** YOUR TASK **
Everything from the line with "Locate the small fluffy" to the final line of the records should be reproduced word for word, with both of those lines kept.
+ + +
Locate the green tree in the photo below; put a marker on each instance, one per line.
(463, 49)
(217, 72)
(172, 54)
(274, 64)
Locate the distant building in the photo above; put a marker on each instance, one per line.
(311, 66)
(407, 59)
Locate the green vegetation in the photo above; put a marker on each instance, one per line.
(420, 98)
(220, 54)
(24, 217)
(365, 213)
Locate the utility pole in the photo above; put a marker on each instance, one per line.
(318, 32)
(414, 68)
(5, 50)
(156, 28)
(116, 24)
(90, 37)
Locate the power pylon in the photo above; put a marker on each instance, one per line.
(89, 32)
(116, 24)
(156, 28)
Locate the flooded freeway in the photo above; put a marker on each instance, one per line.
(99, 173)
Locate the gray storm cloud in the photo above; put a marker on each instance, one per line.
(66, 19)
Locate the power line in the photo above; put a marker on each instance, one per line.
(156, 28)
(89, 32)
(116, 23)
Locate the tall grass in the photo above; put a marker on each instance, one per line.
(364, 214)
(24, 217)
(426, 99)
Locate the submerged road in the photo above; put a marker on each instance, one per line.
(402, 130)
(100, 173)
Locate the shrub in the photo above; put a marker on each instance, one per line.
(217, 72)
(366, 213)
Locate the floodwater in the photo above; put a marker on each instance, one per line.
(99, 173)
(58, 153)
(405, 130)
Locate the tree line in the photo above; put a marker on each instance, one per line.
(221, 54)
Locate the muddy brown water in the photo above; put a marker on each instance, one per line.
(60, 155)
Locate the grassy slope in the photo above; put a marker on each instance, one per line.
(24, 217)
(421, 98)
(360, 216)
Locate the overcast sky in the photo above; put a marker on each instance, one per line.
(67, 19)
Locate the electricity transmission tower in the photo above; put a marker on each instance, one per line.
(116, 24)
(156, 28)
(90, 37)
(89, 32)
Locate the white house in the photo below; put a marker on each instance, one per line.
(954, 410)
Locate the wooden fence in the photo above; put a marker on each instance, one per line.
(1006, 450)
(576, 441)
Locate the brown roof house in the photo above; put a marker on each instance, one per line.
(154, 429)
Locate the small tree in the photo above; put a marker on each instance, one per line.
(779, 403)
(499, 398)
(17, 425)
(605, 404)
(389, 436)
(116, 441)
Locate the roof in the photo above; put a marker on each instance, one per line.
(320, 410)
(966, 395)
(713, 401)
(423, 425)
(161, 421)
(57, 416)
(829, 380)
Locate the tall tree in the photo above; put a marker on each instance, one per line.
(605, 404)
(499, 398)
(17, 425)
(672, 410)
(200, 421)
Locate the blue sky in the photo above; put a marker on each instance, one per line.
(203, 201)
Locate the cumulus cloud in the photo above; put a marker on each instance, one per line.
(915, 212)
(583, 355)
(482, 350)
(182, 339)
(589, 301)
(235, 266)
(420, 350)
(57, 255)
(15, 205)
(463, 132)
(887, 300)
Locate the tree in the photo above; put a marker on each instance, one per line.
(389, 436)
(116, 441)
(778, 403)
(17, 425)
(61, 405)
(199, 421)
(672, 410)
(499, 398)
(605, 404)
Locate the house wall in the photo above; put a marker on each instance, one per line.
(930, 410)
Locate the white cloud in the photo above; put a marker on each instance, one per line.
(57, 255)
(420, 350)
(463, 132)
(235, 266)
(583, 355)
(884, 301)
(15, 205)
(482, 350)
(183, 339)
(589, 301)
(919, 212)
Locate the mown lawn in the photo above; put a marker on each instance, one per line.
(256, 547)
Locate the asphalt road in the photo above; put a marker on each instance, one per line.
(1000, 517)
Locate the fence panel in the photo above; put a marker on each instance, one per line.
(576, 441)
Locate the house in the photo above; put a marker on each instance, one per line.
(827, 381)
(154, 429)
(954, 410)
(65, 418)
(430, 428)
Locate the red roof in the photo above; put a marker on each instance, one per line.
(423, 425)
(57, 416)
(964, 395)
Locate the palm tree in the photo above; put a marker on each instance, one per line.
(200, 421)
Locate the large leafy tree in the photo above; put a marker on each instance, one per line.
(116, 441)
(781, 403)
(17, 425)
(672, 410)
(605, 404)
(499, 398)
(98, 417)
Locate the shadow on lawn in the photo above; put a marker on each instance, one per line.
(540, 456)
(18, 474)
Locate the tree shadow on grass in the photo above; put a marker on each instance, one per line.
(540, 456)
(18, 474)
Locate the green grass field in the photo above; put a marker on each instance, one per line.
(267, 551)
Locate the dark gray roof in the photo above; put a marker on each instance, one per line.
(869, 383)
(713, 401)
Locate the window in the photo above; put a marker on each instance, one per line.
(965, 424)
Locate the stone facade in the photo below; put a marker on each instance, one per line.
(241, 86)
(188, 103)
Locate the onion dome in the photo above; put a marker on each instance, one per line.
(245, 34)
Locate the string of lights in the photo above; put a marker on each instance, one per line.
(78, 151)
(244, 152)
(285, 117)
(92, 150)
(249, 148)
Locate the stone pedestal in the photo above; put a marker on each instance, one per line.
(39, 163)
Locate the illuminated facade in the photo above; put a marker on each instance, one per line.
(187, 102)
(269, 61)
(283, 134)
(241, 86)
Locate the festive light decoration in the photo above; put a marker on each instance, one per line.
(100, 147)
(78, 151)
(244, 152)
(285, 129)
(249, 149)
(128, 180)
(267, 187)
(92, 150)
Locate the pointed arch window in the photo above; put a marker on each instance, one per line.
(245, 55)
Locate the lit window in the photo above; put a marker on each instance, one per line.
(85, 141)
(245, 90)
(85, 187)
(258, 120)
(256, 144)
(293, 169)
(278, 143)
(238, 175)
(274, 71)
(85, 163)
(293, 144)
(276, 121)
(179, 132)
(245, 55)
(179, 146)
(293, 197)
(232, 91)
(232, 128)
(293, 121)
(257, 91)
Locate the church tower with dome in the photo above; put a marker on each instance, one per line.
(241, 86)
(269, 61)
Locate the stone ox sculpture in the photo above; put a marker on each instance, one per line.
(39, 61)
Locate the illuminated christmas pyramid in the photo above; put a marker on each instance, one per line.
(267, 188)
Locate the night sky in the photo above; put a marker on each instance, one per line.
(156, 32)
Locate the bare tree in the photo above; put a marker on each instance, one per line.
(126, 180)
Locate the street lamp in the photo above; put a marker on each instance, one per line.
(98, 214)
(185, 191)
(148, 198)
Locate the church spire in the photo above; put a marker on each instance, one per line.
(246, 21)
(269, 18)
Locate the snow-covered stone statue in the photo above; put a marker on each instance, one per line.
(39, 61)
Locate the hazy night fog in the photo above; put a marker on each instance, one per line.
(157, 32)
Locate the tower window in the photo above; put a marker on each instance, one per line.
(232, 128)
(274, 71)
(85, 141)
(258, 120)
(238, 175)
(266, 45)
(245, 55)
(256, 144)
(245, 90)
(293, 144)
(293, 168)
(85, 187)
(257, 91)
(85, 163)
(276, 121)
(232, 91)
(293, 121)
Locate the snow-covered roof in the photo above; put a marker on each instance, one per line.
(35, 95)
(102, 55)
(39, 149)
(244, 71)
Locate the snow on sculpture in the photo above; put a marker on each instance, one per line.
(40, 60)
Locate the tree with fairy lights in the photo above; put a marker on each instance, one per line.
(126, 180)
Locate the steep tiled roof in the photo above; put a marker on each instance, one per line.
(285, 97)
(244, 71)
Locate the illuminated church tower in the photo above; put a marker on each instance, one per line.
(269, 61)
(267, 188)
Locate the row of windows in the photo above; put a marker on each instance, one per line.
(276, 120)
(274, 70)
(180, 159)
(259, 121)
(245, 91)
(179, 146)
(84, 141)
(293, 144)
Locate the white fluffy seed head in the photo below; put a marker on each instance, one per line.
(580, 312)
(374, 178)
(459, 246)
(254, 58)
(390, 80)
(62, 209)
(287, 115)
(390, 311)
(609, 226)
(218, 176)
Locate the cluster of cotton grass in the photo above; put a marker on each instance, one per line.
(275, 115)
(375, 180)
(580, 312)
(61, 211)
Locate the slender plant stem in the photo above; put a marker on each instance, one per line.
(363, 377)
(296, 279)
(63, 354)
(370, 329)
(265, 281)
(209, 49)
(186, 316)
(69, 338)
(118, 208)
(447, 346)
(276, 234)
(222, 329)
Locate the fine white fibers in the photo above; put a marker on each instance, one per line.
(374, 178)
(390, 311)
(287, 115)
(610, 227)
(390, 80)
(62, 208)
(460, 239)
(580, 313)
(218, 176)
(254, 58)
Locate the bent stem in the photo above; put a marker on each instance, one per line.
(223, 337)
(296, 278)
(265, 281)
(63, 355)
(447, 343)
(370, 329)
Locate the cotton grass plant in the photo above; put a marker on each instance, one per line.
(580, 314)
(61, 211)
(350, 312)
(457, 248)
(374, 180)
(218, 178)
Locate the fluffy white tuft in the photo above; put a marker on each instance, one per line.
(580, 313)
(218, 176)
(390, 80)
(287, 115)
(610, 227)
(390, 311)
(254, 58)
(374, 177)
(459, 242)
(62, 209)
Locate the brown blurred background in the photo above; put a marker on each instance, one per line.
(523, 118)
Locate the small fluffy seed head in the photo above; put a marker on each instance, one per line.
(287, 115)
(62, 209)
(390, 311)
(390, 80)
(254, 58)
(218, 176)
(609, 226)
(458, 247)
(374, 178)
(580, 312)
+ + +
** TASK SOLUTION **
Locate the small fluffy seed head in the photo above; put a marker on each instance, one per line.
(287, 115)
(62, 209)
(390, 311)
(390, 80)
(254, 58)
(218, 176)
(609, 226)
(458, 247)
(374, 178)
(580, 312)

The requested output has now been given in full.